(begin)
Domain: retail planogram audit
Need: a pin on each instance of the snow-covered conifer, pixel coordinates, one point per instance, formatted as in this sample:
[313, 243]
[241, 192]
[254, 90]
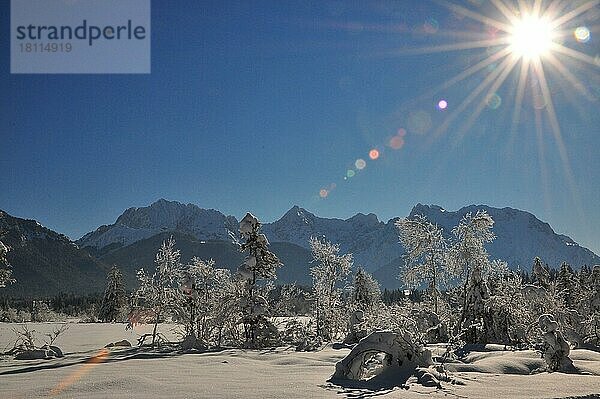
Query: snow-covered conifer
[468, 258]
[114, 298]
[260, 264]
[158, 292]
[5, 271]
[329, 274]
[566, 286]
[424, 258]
[365, 291]
[540, 273]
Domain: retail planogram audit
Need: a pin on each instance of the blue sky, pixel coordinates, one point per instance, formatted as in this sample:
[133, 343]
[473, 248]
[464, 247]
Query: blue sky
[261, 105]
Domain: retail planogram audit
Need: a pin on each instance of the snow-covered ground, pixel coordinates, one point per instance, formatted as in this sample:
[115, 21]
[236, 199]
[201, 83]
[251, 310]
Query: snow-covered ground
[235, 373]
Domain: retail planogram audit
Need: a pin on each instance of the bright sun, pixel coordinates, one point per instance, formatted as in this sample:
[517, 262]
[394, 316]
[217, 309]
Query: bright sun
[531, 37]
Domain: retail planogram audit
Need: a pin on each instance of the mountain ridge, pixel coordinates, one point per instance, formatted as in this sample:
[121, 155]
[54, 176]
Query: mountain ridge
[374, 243]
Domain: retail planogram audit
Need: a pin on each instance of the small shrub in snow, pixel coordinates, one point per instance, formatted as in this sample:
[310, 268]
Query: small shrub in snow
[329, 274]
[5, 271]
[424, 259]
[260, 264]
[114, 300]
[556, 349]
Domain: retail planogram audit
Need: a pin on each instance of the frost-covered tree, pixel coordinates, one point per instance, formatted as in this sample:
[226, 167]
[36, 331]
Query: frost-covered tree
[468, 258]
[115, 297]
[424, 259]
[566, 286]
[204, 291]
[329, 274]
[540, 273]
[468, 250]
[158, 292]
[365, 291]
[5, 271]
[590, 305]
[260, 264]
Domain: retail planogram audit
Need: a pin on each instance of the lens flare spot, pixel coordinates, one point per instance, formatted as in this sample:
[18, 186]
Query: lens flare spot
[582, 34]
[419, 122]
[396, 142]
[431, 26]
[494, 101]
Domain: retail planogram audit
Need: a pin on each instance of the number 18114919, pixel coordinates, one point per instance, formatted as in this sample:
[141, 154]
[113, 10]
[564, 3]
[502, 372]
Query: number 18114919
[46, 47]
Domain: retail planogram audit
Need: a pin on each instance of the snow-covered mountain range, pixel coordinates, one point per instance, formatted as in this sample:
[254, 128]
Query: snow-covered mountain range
[374, 243]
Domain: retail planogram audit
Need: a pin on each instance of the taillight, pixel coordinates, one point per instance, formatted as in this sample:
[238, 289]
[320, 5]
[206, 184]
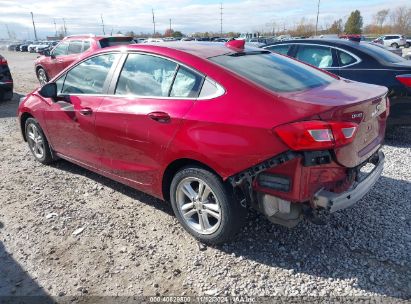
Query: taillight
[404, 79]
[316, 135]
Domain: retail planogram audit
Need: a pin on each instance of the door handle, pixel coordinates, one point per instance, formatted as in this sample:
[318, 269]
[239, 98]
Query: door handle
[160, 117]
[86, 111]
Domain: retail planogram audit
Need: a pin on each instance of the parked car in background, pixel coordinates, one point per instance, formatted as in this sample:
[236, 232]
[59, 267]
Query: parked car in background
[394, 40]
[6, 81]
[173, 120]
[359, 61]
[69, 50]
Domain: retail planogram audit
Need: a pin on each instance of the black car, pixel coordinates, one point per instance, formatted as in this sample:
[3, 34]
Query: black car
[359, 61]
[6, 82]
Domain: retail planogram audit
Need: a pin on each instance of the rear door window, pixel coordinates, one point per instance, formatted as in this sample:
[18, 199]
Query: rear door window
[345, 58]
[281, 48]
[75, 47]
[315, 55]
[89, 76]
[146, 75]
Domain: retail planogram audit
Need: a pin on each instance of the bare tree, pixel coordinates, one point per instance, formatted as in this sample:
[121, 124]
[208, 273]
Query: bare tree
[401, 20]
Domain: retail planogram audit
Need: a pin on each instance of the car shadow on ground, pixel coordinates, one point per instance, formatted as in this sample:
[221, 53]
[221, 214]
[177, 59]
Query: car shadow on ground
[16, 285]
[342, 249]
[8, 108]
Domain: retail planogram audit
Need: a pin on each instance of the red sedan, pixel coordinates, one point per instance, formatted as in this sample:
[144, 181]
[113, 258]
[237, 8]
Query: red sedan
[214, 129]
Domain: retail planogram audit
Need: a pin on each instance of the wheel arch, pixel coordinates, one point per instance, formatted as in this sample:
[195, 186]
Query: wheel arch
[174, 167]
[23, 118]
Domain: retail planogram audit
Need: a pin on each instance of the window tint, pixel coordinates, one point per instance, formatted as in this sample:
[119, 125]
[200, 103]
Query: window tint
[315, 55]
[282, 48]
[186, 84]
[60, 49]
[89, 76]
[346, 58]
[86, 45]
[274, 72]
[146, 75]
[380, 53]
[75, 47]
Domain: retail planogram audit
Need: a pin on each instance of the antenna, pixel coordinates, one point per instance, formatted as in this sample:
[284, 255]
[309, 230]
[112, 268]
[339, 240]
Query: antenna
[154, 23]
[318, 12]
[102, 24]
[64, 26]
[221, 19]
[55, 26]
[34, 26]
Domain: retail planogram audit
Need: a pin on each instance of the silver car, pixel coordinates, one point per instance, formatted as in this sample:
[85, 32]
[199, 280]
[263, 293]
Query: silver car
[393, 40]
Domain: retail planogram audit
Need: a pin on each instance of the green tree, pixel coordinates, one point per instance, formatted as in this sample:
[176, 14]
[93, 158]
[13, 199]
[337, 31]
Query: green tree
[354, 23]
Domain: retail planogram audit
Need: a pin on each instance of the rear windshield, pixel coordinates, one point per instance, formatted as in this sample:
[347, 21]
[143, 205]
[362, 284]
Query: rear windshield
[380, 53]
[113, 41]
[274, 72]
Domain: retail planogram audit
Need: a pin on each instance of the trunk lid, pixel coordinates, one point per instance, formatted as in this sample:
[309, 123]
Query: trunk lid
[356, 102]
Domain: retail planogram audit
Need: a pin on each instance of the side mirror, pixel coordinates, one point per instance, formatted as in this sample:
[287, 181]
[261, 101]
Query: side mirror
[49, 90]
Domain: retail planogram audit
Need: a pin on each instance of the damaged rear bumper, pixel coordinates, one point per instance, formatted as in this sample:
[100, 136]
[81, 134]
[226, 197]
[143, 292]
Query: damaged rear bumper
[338, 201]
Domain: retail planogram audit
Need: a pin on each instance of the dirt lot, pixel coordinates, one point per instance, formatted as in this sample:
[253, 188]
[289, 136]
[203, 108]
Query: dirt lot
[132, 244]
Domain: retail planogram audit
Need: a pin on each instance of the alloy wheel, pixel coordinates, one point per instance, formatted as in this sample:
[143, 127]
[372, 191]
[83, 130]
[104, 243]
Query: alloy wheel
[198, 205]
[35, 140]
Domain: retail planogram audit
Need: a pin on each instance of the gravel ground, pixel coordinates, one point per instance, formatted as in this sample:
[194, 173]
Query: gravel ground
[132, 244]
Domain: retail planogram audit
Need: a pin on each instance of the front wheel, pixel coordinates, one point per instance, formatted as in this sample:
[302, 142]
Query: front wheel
[204, 206]
[37, 141]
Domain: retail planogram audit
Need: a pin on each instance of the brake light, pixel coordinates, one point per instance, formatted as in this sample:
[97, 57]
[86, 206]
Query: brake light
[316, 135]
[404, 79]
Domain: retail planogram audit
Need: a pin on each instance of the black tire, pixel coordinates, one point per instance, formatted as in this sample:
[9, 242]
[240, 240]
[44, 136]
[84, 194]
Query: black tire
[47, 156]
[42, 76]
[232, 214]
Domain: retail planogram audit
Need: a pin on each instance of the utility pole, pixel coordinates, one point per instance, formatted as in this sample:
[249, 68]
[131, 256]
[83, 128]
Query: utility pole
[64, 27]
[34, 26]
[221, 19]
[318, 12]
[154, 23]
[55, 27]
[8, 31]
[102, 24]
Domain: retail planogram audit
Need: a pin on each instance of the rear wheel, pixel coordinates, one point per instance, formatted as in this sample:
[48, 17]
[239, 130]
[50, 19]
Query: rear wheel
[42, 76]
[37, 141]
[204, 206]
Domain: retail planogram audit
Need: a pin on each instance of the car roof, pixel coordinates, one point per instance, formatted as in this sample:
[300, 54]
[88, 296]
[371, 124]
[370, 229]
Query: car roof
[196, 48]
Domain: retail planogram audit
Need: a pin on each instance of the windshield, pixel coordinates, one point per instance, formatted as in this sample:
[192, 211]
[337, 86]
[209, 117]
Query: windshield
[274, 72]
[380, 53]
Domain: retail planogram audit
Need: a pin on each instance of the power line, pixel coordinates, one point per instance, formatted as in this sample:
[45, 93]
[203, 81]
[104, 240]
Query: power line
[34, 26]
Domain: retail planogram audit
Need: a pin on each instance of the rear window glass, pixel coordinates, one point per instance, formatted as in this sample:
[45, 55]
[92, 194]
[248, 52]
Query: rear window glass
[274, 72]
[380, 53]
[113, 41]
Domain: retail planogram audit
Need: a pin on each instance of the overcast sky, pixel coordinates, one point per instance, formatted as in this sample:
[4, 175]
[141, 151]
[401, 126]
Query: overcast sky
[83, 16]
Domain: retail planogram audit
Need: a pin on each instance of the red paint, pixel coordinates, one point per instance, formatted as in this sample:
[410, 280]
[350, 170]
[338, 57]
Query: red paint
[134, 140]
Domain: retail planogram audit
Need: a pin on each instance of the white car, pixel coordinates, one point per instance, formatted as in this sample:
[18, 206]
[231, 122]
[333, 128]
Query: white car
[393, 40]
(end)
§ **GOAL**: Please count how many lines in the listing above contain the string "roof", treating uppercase and lowercase as different, and reply with the number alone.

§ **SOLUTION TO THE EXERCISE**: 2